* PROMPT
State how many lines in the entries below hold the word "foamy", with nothing besides the number.

[AVAILABLE DATA Boundary: Start]

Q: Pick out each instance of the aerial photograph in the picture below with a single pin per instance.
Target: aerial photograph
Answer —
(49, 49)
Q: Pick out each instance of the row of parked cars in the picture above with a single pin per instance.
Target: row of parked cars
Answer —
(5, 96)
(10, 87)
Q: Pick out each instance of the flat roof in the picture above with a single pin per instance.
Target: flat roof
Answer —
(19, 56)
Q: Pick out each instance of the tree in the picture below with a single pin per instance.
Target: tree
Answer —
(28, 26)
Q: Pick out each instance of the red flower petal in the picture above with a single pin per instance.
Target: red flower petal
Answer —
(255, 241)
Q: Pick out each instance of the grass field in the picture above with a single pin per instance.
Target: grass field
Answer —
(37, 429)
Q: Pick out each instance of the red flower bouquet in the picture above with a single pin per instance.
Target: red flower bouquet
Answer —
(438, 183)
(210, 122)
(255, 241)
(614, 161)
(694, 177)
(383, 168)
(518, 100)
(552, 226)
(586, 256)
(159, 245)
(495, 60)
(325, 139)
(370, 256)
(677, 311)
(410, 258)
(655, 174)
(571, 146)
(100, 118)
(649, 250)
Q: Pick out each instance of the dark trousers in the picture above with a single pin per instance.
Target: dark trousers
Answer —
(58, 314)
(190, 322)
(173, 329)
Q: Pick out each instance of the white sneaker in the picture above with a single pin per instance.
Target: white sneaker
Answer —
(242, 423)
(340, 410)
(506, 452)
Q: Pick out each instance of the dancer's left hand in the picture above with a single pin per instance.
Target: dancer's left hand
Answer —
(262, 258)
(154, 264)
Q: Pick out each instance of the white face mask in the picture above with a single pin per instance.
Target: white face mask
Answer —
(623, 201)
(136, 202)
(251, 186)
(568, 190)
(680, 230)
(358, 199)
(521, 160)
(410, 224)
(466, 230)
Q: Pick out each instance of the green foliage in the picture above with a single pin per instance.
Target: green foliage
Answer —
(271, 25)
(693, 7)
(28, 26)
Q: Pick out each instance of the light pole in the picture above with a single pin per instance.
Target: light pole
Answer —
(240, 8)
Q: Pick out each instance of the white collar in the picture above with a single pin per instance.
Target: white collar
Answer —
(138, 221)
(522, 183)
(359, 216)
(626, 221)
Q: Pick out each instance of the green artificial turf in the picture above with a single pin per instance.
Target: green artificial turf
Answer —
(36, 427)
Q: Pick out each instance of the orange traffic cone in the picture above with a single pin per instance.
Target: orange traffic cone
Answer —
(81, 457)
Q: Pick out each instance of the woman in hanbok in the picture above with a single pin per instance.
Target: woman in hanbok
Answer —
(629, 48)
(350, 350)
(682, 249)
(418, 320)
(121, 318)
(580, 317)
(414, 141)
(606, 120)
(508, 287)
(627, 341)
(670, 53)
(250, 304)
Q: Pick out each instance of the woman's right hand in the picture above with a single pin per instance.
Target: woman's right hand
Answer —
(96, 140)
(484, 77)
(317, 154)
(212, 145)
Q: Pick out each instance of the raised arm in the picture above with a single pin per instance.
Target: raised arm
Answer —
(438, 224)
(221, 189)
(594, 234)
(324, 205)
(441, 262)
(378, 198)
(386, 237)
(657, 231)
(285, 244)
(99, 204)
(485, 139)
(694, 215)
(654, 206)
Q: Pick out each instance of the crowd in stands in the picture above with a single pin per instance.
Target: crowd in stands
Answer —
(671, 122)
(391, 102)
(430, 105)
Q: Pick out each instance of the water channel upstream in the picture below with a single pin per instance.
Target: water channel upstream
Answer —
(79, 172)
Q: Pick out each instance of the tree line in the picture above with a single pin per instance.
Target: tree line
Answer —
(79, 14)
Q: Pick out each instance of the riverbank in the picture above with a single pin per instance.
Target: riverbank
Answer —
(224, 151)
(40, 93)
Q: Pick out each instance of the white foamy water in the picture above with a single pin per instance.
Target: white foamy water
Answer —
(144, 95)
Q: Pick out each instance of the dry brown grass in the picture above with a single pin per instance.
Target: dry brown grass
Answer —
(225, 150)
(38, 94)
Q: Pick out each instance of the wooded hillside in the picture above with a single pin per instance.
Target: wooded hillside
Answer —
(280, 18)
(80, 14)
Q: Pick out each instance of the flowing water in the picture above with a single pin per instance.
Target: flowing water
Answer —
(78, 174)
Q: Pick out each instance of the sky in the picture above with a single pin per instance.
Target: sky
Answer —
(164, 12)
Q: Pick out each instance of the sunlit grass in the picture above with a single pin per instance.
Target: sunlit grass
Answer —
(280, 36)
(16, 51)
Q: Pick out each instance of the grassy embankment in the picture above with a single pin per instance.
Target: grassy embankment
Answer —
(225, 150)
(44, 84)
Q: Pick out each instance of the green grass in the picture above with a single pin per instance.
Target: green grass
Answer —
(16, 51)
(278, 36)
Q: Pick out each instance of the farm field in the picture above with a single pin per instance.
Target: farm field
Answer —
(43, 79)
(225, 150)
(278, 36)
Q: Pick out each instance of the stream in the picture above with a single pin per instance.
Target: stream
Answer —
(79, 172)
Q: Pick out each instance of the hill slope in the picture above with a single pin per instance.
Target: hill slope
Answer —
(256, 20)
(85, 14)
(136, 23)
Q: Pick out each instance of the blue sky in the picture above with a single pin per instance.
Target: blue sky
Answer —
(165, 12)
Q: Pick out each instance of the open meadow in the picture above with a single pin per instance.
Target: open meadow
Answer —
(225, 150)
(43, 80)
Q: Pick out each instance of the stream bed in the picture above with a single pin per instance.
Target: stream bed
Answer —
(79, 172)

[AVAILABLE DATA Boundary: End]
[AVAILABLE DATA Boundary: Start]

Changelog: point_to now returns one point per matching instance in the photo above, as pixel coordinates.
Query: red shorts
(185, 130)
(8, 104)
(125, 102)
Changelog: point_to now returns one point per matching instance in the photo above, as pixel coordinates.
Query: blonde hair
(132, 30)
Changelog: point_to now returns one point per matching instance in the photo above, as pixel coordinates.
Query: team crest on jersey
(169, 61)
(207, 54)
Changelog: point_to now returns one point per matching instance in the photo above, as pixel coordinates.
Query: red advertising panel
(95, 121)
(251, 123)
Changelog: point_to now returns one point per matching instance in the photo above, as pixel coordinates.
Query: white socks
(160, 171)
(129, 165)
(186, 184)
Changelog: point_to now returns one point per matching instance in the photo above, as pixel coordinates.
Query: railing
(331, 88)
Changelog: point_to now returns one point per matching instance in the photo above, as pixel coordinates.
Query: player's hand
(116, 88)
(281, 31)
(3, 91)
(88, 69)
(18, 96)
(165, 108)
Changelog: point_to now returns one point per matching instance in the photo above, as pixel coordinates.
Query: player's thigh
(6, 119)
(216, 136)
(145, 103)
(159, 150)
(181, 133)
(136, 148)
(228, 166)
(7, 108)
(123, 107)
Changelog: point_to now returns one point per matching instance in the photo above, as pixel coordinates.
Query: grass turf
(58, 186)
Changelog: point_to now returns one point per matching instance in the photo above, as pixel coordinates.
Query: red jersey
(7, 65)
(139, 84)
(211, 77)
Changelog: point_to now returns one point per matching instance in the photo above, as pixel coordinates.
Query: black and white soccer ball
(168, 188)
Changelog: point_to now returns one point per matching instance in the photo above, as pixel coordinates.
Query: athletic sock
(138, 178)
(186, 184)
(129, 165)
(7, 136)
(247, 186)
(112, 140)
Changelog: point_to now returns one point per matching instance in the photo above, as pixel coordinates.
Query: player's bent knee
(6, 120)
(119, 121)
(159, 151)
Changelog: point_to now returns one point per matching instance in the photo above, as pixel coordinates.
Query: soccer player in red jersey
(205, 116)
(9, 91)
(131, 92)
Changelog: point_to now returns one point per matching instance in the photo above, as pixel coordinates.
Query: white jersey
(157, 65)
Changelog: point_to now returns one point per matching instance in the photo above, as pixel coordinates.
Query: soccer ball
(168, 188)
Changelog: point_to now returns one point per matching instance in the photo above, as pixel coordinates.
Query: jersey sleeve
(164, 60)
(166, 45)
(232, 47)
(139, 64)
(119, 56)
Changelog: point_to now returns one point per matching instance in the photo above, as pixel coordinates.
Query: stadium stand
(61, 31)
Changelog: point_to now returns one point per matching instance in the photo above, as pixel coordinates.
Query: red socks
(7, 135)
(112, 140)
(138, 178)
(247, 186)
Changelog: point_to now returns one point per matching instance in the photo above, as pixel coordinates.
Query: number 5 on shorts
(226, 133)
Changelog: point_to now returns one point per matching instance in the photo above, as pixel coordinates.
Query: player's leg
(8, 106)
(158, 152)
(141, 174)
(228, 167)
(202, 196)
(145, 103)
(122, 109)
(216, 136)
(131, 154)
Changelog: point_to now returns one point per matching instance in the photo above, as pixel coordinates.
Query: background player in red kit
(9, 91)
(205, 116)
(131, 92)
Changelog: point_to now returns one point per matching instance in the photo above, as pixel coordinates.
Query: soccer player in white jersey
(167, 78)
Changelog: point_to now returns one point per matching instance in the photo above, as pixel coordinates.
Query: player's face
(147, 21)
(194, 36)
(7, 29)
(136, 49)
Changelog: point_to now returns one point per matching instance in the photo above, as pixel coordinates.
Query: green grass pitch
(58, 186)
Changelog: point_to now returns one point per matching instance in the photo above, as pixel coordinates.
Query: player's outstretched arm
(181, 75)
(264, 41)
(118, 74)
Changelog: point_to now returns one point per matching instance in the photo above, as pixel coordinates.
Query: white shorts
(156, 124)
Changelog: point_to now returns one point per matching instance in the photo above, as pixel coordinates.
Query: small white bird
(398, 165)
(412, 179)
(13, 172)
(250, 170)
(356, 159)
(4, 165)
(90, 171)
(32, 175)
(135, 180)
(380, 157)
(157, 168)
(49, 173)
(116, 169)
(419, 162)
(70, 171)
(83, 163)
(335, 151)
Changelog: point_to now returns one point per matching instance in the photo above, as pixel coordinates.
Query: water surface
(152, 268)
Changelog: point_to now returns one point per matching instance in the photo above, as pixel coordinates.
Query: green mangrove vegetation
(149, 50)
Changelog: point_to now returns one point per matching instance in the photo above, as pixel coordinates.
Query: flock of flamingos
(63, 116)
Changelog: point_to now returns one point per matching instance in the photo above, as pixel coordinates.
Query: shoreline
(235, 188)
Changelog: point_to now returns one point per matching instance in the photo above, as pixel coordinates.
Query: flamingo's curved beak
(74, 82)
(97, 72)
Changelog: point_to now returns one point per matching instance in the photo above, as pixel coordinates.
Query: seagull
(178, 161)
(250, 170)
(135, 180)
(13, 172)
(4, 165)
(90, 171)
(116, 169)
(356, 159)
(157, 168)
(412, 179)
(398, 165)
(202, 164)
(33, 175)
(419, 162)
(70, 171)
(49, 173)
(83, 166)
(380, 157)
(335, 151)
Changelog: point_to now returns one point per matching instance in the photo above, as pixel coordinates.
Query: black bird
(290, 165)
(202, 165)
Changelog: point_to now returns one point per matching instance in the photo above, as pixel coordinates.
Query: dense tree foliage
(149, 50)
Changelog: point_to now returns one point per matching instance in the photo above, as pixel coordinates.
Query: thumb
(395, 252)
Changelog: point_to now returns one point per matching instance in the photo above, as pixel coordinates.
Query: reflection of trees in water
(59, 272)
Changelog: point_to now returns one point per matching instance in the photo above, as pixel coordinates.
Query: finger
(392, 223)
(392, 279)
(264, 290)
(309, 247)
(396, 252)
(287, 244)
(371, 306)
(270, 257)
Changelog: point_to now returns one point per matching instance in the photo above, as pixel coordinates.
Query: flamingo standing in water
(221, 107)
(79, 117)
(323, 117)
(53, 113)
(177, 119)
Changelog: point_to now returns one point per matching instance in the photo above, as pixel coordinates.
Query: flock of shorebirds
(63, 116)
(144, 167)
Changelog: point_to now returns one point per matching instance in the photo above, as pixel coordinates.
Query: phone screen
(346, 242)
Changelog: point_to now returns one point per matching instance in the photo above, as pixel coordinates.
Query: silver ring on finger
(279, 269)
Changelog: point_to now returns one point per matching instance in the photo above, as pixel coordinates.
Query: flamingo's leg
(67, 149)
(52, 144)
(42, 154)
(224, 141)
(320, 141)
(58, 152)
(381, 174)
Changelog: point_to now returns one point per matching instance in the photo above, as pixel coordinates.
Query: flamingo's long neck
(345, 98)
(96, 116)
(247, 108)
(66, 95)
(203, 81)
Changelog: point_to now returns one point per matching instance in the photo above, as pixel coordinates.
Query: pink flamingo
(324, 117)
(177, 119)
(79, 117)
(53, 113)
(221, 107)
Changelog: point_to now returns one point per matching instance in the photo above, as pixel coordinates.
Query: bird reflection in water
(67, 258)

[AVAILABLE DATA Boundary: End]
[AVAILABLE DATA Boundary: Start]

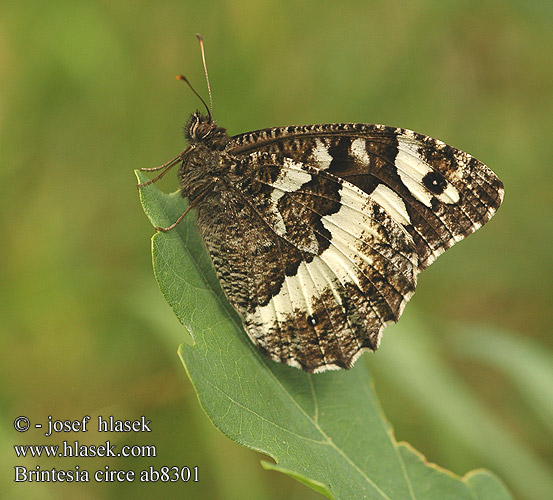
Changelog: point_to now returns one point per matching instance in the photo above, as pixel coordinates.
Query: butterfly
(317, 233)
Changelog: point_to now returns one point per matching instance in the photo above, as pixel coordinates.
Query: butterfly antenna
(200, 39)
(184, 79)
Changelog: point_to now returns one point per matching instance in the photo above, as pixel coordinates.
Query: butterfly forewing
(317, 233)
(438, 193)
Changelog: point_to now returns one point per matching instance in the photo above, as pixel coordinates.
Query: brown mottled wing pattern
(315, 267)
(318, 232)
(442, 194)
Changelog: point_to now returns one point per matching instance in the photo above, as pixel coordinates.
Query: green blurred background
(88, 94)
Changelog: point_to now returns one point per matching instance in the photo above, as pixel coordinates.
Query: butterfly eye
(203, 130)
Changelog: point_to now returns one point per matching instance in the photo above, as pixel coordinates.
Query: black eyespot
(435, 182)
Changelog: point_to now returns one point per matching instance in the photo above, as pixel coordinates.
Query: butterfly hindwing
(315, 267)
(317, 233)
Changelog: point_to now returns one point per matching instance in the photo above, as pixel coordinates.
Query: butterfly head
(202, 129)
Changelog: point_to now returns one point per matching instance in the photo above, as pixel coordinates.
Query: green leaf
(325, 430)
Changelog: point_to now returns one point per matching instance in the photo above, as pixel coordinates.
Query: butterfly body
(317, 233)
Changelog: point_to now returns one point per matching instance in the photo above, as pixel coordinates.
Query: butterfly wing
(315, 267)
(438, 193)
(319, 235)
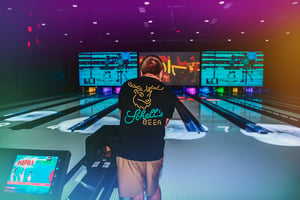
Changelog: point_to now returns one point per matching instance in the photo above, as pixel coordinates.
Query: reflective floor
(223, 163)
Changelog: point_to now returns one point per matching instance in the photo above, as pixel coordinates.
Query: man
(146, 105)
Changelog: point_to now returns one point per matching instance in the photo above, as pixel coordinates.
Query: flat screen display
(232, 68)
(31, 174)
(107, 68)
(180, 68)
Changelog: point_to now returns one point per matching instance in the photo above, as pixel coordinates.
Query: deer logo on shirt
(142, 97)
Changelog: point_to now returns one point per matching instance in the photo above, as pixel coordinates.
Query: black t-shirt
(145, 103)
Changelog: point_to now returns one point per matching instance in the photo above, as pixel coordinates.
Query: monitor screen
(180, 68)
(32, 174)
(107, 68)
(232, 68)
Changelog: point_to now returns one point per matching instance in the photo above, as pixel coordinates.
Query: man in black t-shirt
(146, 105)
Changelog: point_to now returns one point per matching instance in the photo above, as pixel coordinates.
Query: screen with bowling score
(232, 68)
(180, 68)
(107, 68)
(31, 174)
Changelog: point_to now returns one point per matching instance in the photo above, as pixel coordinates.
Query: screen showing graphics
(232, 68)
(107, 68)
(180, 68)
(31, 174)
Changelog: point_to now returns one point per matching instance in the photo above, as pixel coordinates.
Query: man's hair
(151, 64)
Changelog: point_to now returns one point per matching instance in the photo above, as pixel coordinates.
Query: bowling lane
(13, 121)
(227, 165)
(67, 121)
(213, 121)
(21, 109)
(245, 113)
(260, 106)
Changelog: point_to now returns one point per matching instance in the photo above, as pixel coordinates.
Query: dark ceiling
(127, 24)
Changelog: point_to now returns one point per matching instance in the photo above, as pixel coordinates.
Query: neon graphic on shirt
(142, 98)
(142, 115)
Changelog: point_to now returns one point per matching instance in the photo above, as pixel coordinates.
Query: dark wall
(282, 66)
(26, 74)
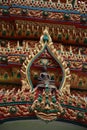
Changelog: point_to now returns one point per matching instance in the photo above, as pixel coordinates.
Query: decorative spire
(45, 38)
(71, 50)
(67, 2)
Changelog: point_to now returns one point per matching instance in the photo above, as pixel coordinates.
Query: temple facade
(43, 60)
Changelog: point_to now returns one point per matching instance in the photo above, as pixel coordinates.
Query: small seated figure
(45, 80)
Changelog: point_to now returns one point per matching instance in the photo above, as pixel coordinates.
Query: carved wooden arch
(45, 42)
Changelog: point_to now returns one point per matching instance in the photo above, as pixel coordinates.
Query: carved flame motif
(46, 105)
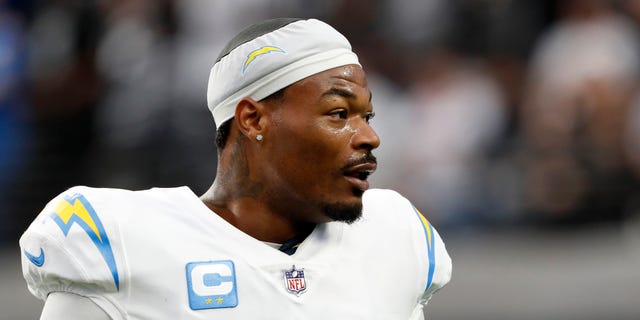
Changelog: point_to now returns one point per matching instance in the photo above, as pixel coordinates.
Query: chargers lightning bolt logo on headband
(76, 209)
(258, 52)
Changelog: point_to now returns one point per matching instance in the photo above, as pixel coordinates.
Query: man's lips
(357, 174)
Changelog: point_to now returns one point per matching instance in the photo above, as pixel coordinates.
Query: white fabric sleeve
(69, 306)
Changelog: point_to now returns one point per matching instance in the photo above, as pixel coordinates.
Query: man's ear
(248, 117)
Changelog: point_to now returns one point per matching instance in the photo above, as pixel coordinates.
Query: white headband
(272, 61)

[AVAILABLE DATA Boundary: End]

* YOUR RESPONSE
2